### QUOTED PASSAGE
Tip O'Neill, Powerful Democratic Speaker of the House

Skilled Legislative Leader Famously Said "All Politics Is Local"

House Speaker Tip O'Neill talking to press upon arriving
House Speaker Tip O'Neill talking to press upon arriving at the Capitol October 1, 1983. Time & Life Pictures/Getty Images / Getty Images

Thomas "Tip" O'Neill was the powerful Democratic Speaker of the House who became the adversary and negotiating partner of Ronald Reagan during the 1980s. O'Neill, a longtime liberal congressman from Massachusetts, had previously organized opposition to Richard Nixon during the height of the Watergate crisis.

For a time O'Neill was viewed as one of the most influential people in Washington, as well as one of the most powerful Democrats in America. Revered by some as a liberal icon, he was also attacked as a villain by Republicans who portrayed him as the embodiment of big government.

Fast Facts: Thomas "Tip" O'Neill

  • Full Name: Thomas Philip O'Neill Jr.
  • Known For: Powerful Democratic Speaker of the House during Carter and Reagan administrations
  • Born: December 9, 1912, in Cambridge, Massachusetts
  • Died: January 5, 1994, in Boston, Massachusetts
  • Parents: Thomas Philip O'Neill Sr. and Rose Ann Tolan
  • Education: Boston College
  • Spouse: Mildred Anne Miller
  • Children: Thomas P. III, Rosemary, Susan, Michael, and Christopher
  • Key Accomplishments: Member of the U.S. House of Representatives for over 30 years (1953 to 1987). Opposed Reagan's policies forcefully but never bitterly. During Watergate, organized support for impeachment in House of Representatives.
  • Famous Quote: "All politics is local."

O'Neill tended to navigate rough political waters with a smile, trying to avoid the bitterness that was beginning to characterize Washington in the 1980s. He urged fellow members of Congress to pay attention to the voters who had sent them to Capitol Hill, and he is remembered for his often quoted comment, "All politics is local."

When O'Neill died in 1994, he was widely praised for having been a formidable political adversary who could maintain friendships with those he opposed in tough legislative fights.

Early Life

Thomas "Tip" O'Neill was born December 9, 1912, in Cambridge, Massachusetts. His father was a bricklayer and local politician who served on the city council in Cambridge and later landed a patronage job as the city's sewer commissioner.

As a boy, O'Neill picked up the nickname Tip and was known by that for the rest of his life. The nickname was a reference to a professional baseball player of the era.

O'Neill was socially popular in his youth, but not a great student. His ambition was to become mayor of Cambridge. After working as a truck driver, he entered Boston College and graduated in 1936. He tried law school for a time but did not like it.

### GIVEN INSTRUCTION A
In the Tip O'Neill profile, reproduce word for word the stretch from "O'Neill tended to" through "city's sewer commissioner.".
### GIVEN INSTRUCTION B
According to the Tip O'Neill profile, what patronage job did his father land?
### GIVEN INSTRUCTION C
Translate this sentence from the Tip O'Neill profile into Spanish: "He tried law school for a time but did not like it."

### EXTRACTED RECORDS
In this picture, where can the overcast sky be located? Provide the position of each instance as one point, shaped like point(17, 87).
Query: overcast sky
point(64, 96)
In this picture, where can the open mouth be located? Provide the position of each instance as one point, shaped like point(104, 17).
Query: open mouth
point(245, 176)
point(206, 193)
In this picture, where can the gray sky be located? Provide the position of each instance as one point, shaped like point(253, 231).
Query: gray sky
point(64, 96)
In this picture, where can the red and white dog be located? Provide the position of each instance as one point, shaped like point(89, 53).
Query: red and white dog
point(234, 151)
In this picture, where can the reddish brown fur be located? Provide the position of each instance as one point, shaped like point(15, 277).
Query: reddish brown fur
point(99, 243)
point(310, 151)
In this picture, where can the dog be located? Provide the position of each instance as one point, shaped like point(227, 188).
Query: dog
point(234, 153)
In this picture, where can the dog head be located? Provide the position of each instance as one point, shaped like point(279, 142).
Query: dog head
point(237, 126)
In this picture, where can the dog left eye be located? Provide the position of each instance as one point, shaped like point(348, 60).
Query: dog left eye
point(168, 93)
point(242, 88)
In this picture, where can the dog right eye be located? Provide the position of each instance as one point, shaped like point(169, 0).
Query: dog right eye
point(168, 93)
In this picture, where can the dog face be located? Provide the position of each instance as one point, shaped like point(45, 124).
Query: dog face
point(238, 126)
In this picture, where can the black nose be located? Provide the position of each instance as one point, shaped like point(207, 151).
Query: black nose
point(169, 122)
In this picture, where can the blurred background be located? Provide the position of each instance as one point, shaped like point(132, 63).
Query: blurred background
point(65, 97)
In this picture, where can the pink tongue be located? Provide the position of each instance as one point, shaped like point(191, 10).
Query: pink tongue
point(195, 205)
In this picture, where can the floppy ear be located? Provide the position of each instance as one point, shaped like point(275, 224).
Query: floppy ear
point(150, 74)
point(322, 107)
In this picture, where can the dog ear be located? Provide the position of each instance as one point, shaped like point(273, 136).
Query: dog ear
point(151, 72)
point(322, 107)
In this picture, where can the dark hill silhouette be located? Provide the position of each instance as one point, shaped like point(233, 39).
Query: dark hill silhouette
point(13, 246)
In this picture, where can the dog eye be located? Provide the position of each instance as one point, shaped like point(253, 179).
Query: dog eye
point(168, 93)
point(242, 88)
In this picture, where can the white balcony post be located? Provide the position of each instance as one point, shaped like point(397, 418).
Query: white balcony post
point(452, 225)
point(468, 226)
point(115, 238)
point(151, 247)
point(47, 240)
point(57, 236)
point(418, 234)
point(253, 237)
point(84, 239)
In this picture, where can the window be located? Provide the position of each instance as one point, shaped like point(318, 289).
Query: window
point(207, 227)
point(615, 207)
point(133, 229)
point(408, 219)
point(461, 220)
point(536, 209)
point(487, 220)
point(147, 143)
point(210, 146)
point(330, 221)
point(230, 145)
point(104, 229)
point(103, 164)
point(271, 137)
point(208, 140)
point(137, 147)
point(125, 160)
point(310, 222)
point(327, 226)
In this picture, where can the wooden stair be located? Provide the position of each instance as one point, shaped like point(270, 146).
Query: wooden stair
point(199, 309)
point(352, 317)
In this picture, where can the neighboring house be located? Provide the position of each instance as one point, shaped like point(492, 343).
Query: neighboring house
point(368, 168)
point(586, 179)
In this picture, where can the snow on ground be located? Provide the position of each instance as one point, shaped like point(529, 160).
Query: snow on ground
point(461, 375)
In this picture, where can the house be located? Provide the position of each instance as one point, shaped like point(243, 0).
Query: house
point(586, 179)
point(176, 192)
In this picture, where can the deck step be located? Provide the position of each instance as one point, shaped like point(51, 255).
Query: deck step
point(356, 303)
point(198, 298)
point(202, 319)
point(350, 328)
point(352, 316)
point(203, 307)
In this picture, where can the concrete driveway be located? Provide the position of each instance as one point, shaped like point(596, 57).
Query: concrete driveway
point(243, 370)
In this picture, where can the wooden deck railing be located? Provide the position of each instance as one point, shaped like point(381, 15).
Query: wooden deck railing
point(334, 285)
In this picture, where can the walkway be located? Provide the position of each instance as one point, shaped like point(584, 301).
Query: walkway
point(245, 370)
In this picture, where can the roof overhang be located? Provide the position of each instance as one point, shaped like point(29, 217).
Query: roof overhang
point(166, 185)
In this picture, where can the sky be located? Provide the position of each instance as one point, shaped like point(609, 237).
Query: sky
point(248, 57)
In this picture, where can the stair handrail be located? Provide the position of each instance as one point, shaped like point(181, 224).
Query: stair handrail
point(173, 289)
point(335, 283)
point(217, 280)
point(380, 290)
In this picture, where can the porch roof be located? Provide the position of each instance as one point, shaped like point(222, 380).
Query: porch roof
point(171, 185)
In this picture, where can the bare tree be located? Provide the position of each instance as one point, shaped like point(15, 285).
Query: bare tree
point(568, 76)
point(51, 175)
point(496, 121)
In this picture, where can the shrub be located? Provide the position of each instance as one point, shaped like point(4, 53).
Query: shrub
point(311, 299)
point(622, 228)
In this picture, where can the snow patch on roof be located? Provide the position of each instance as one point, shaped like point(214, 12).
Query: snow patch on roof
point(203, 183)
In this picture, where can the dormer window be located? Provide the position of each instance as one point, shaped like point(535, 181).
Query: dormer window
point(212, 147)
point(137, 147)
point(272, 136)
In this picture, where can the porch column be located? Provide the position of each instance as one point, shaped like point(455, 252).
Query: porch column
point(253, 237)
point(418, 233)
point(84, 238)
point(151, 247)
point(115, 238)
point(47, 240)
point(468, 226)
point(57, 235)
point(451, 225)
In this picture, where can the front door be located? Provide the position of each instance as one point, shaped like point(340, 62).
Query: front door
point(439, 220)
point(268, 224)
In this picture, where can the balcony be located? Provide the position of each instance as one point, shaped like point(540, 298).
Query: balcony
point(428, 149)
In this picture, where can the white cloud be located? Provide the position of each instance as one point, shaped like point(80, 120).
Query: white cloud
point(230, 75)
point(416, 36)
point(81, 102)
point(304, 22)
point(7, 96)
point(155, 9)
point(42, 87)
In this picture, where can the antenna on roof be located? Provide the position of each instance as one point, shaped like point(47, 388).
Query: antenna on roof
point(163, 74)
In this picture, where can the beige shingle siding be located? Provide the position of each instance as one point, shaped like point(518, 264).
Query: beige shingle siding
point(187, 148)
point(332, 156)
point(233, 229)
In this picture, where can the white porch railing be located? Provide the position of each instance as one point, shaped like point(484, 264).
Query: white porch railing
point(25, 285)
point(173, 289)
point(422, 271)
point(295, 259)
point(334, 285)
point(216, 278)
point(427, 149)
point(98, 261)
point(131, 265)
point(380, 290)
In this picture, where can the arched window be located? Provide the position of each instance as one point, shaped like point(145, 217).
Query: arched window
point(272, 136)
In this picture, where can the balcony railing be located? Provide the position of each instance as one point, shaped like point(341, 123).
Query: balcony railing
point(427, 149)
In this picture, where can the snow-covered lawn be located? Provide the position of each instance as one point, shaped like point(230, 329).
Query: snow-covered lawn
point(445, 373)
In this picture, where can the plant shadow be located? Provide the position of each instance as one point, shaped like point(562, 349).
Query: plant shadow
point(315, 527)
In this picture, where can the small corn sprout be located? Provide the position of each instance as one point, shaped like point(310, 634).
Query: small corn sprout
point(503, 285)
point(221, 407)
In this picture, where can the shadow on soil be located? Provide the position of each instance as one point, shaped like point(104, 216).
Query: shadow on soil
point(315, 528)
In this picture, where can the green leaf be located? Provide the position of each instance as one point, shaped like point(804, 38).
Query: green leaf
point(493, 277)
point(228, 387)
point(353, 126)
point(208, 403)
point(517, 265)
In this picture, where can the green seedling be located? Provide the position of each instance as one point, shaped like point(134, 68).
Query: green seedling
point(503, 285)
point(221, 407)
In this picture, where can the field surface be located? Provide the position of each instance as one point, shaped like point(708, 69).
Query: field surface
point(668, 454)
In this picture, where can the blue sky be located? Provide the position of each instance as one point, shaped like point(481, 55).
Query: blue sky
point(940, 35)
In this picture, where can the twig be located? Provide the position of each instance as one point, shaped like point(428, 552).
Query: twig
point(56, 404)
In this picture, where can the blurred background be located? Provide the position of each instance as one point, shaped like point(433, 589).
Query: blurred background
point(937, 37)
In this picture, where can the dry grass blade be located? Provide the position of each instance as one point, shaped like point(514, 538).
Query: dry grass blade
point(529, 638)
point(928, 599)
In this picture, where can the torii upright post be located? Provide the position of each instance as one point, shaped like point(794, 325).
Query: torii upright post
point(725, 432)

### OUTPUT A
O'Neill tended to navigate rough political waters with a smile, trying to avoid the bitterness that was beginning to characterize Washington in the 1980s. He urged fellow members of Congress to pay attention to the voters who had sent them to Capitol Hill, and he is remembered for his often quoted comment, "All politics is local."

When O'Neill died in 1994, he was widely praised for having been a formidable political adversary who could maintain friendships with those he opposed in tough legislative fights.

Early Life

Thomas "Tip" O'Neill was born December 9, 1912, in Cambridge, Massachusetts. His father was a bricklayer and local politician who served on the city council in Cambridge and later landed a patronage job as the city's sewer commissioner.

### OUTPUT B
He became the sewer commissioner of Cambridge.

### OUTPUT C
Probó la facultad de derecho durante un tiempo, pero no le gustó.